------ Text under study
Ocean Inlet Park is about to undergo renovations from two Palm Beach County construction projects, raising concerns about noise and congestion over the next few months at the county-operated park.  
The first project, a modernization of the aging marina, was supposed to start in May but is now expected to begin in a few weeks, Ocean Ridge building official Durrani Guy told the Town Commission on Nov. 1. 
Around the same time, heavy equipment is expected to arrive for the other project, the initial phase of a jack and bore project to reroute the inlet dredging pipeline to the south end of the park under State Road A1A. 
Both projects “are going to make a gigantic construction mess, which we can’t do anything about,’’ Commissioner Steve Coz said.
Guy said the actual jack and bore process, starting from the west side of A1A, is scheduled to begin Jan. 4 and should last about a week. After a steel casing is installed under the road, the dredging pipe will be laid along a more direct route from the dredge areas west of the marina to the beach along the ocean. 
The previous route, on the north end, disrupted park operations and beach access during periodic dredge operations because the pipeline was exposed in the parking lot, along the jetty and on the beach.
Town Manager Tracey Stevens said in her report Nov. 1 that the pipeline project should be done by March and will allow for more efficient dredging of the sand trap at the South Lake Worth Inlet, commonly known as the Boynton Inlet. It is typically dredged every six to eight years to remove sand accumulation captured by the inlet system. 
“This new pipe route will be much safer for beach, boat and park users during future dredging events, in addition to shortening the pipe distance to the ultimate sand placement area in the Ocean Ridge Shore Protection Project area,’’ she said. 
The marina project, which will be done in three phases, could last several years. 
Before approving a six-month extension to the county’s building permit, some commissioners expressed frustration about delays in the first phase of the marina renovations.
------------
------ Available data
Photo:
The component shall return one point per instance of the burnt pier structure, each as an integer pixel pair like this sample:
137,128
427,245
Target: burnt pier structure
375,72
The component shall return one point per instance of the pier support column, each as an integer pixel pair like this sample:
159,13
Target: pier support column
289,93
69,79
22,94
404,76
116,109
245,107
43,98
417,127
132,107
------------
Task to complete: Continue the article on the Ocean Inlet Park construction projects from its last sentence.

Answer space:
Although the town issued the county a building permit in November 2020, work has been delayed because of the county’s lengthy bidding process for a contractor, Guy said. 
“This is just the first phase of the project, so this project is going to last quite a long time and they’re already starting out a year and a half late,’’ Commissioner Geoff Pugh said. 
In other business, commissioners gave Stevens permission to lift the mask mandate for employees and visitors at Town Hall. Vice Mayor Susan Hurlburt suggested posting a sign asking unvaccinated visitors to wear masks. “The smart thing is to get vaccinated and we can all be done with this and not have to discuss it anymore,’’ Commissioner Martin Wiescholek said.
• Stevens planned to meet with Boynton Beach officials in early November to discuss the city’s plans to replace the blue light poles on the Ocean Avenue Bridge with black ones and to paint the railings and decorative objects on the bridge black. Town commissioners weren’t thrilled with the color choice, but Stevens pointed out that Boynton Beach pays to maintain the entire bridge even though Ocean Ridge has jurisdiction over half of it. 
• Candidate filing for the March 8 election started Nov. 1 and ends Nov. 12 at 3 p.m.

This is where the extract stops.